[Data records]

▶

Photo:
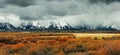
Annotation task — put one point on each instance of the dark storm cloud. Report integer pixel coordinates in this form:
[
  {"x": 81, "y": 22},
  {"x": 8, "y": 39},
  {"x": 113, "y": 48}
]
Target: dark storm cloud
[
  {"x": 22, "y": 3},
  {"x": 72, "y": 12},
  {"x": 104, "y": 1}
]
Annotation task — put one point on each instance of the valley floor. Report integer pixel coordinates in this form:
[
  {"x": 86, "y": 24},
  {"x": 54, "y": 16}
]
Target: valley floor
[{"x": 27, "y": 43}]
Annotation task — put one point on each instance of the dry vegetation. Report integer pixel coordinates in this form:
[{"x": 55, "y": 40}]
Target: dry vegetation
[{"x": 57, "y": 44}]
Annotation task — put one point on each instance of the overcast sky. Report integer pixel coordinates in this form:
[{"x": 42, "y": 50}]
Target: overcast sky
[{"x": 73, "y": 12}]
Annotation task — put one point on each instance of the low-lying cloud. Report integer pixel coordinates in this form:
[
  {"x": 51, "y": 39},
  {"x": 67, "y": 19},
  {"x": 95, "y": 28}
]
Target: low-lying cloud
[{"x": 72, "y": 12}]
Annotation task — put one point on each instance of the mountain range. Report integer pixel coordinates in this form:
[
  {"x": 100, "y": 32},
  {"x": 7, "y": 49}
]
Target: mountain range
[{"x": 53, "y": 26}]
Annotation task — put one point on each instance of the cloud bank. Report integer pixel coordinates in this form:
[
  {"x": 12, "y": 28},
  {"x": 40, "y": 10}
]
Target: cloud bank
[{"x": 72, "y": 12}]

◀

[OBJECTIVE] Update the material above by replacing "Annotation task" with "Labeling task" everywhere it occurs, leaving the rest unchanged. Leave the pictures out of your answer.

[WRITTEN RESPONSE]
Photo:
Labeling task — put one point on each instance of the dark storm cloud. Report integer pixel coordinates in this form:
[
  {"x": 81, "y": 22},
  {"x": 8, "y": 39},
  {"x": 113, "y": 48}
]
Target: dark storm cloud
[
  {"x": 22, "y": 3},
  {"x": 72, "y": 12},
  {"x": 104, "y": 1}
]
Labeling task — put one point on each instance of the valley floor. Report integer pixel coordinates in this form:
[
  {"x": 86, "y": 24},
  {"x": 54, "y": 16}
]
Target: valley floor
[{"x": 27, "y": 43}]
Labeling task — put one point on each instance of the dry vegetation. Report integer pixel coordinates in this form:
[{"x": 55, "y": 40}]
Target: dry vegetation
[{"x": 57, "y": 44}]
Labeling task — put one point on each instance of the overcast sky. Report integer pixel coordinates in this form:
[{"x": 42, "y": 50}]
Target: overcast sky
[{"x": 73, "y": 12}]
Labeling task — put one point on each instance of the low-lying cloud. Report integer pixel coordinates in this form:
[
  {"x": 51, "y": 39},
  {"x": 67, "y": 19},
  {"x": 95, "y": 28}
]
Target: low-lying cloud
[{"x": 72, "y": 12}]
Labeling task — put one point on each instance of the mountain range. Report integer pixel coordinates in this form:
[
  {"x": 100, "y": 32},
  {"x": 7, "y": 49}
]
Target: mountain range
[{"x": 53, "y": 26}]
Labeling task — put one point on each instance of the cloud bank. Report integer pixel coordinates in this form:
[
  {"x": 12, "y": 28},
  {"x": 40, "y": 10}
]
Target: cloud bank
[{"x": 72, "y": 12}]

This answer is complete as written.